Work instruction —
Please copy out each line of the listing that contains the word "left".

Given records —
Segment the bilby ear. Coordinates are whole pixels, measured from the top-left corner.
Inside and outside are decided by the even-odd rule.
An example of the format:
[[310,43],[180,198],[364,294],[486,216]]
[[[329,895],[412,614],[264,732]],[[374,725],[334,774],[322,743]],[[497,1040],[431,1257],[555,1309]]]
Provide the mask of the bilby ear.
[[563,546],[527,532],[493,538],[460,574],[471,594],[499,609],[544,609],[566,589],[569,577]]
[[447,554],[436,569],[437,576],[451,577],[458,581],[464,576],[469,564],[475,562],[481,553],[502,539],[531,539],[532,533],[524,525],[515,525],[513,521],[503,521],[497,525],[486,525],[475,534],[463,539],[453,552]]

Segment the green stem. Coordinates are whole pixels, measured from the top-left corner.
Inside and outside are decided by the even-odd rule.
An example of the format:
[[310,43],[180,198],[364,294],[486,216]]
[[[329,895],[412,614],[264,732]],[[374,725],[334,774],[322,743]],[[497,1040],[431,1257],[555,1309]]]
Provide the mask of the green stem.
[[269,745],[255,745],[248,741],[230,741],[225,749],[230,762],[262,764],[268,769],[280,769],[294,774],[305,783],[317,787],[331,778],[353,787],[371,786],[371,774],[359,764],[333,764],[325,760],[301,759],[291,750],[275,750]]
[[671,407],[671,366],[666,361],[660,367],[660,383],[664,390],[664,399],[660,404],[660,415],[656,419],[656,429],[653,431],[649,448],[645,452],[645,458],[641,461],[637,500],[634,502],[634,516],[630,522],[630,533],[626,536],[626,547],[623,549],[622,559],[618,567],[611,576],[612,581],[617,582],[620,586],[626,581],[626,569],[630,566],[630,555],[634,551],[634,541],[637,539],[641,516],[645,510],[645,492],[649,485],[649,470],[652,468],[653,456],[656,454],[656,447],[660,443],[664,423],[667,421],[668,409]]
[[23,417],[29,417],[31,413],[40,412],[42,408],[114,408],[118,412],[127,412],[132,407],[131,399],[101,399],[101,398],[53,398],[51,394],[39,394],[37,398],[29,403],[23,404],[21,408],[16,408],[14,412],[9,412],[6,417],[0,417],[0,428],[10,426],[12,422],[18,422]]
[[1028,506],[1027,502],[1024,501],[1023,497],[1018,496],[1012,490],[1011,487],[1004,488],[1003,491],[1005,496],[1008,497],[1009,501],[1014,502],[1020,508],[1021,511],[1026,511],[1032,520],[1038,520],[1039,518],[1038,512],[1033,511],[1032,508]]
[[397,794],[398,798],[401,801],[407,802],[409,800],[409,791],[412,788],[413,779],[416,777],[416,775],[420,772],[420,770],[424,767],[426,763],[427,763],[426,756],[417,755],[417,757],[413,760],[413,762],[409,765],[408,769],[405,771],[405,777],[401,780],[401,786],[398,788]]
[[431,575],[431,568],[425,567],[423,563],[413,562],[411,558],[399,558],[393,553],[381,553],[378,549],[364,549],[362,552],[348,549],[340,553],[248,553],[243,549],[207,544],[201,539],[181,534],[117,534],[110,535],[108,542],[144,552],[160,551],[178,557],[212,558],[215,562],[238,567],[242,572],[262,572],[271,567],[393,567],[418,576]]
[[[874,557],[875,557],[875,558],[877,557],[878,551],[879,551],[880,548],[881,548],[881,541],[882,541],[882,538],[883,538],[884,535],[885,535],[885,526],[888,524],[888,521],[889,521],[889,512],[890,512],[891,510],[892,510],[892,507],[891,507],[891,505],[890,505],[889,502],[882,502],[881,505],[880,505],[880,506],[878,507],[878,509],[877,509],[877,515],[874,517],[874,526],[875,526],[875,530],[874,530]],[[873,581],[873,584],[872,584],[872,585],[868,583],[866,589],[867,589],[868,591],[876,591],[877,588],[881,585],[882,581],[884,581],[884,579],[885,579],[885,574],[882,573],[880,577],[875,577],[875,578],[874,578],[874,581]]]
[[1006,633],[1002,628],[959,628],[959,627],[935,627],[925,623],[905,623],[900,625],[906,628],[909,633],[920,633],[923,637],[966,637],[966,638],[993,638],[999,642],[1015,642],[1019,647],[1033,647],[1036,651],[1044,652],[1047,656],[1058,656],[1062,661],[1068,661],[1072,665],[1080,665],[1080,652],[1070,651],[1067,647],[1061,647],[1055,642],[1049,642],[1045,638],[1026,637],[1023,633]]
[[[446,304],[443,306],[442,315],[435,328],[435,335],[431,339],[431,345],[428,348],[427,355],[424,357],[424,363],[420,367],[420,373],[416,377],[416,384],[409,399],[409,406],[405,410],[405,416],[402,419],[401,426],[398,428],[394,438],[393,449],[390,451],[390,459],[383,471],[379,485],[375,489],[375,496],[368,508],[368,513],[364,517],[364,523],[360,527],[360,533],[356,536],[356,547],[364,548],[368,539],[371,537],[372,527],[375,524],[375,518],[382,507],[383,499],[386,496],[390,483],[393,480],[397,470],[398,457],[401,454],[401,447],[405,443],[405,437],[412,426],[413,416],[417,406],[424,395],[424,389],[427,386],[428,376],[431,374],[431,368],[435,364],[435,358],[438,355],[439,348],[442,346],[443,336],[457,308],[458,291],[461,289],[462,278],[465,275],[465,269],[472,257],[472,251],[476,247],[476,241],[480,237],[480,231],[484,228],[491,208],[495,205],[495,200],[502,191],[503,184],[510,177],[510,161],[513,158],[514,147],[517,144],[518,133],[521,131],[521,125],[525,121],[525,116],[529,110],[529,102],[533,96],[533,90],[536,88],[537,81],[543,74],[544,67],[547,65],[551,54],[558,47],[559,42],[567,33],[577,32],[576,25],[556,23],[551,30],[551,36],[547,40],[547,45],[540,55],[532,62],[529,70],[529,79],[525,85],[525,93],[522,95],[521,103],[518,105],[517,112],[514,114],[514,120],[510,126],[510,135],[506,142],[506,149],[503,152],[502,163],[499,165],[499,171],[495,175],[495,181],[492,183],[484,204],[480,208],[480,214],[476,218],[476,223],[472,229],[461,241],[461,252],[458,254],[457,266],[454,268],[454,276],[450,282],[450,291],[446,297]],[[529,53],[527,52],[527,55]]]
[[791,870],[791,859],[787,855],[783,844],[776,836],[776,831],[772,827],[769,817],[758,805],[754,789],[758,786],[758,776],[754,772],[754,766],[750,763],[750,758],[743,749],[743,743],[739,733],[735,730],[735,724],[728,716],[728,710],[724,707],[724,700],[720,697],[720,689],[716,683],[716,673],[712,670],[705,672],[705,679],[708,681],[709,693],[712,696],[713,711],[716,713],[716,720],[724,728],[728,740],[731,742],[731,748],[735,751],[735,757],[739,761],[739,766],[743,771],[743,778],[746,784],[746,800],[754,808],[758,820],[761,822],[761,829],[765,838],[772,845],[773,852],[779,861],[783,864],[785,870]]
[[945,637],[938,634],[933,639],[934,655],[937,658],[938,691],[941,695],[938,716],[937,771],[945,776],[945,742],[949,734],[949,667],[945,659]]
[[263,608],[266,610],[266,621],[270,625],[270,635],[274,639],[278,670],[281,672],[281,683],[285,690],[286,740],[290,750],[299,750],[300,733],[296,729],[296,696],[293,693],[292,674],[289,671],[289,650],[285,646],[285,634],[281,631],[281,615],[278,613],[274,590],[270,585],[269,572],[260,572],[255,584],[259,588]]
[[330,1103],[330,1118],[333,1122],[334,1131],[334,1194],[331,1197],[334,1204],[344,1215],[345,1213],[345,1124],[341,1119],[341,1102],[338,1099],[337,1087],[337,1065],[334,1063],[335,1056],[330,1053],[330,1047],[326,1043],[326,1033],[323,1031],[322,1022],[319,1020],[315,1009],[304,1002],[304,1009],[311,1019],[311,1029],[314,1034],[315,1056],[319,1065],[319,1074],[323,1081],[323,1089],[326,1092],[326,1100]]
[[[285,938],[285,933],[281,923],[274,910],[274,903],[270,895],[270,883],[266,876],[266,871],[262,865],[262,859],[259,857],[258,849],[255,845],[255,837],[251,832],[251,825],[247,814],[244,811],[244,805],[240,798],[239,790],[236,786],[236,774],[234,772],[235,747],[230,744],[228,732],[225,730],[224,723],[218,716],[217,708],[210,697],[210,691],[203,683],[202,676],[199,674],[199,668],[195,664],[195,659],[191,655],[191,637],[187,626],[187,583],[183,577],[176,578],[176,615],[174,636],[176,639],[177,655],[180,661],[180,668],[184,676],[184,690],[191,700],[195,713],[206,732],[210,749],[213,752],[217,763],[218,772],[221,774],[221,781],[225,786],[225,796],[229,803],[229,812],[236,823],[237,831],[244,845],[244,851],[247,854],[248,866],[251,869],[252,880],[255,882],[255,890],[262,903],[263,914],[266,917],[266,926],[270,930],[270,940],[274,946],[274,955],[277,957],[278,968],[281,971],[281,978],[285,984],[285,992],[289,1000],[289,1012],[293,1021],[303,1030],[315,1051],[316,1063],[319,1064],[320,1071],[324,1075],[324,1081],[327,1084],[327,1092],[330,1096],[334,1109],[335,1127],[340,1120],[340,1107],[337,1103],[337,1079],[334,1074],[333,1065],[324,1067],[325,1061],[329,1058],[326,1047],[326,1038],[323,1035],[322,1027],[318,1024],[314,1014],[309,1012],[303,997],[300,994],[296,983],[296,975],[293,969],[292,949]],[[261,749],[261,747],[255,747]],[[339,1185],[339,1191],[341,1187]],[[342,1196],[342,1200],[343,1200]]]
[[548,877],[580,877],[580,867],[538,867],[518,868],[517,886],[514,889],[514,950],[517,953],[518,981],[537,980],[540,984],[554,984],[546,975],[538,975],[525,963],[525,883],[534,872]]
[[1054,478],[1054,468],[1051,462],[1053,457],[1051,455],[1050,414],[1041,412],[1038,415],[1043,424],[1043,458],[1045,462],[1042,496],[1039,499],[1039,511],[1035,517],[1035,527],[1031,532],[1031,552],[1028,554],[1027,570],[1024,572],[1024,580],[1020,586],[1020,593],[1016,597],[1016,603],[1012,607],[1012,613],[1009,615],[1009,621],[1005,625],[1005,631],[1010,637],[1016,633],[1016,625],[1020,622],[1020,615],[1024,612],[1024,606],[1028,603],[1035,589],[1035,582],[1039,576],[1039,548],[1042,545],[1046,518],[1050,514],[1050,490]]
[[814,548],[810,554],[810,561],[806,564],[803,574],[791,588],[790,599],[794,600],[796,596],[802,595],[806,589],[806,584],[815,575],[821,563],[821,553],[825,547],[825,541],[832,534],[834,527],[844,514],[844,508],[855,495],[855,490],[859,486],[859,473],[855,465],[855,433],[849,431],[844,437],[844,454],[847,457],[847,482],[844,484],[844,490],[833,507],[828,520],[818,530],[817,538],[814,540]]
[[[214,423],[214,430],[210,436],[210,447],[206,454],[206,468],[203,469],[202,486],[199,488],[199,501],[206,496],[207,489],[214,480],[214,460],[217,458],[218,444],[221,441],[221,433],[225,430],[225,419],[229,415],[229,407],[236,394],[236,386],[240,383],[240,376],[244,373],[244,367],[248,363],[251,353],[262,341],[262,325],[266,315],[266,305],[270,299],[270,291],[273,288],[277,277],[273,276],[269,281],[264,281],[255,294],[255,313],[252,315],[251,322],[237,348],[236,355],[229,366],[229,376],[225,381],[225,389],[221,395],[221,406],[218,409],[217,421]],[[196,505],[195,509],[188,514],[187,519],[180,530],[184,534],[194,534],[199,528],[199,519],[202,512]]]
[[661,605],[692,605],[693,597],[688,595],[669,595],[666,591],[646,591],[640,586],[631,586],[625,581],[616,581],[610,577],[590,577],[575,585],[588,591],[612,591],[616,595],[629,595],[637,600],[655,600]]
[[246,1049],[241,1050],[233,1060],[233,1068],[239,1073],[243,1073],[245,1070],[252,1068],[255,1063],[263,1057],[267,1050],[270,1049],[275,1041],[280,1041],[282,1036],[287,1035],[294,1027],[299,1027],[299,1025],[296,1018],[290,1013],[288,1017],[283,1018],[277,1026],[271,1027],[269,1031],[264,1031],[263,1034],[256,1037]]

Worked solution —
Segment the bilby ear. Coordinates are whole pixels, measured from the top-left corner.
Segment the green stem. Coordinates are whole pixels, measured from the top-left corner.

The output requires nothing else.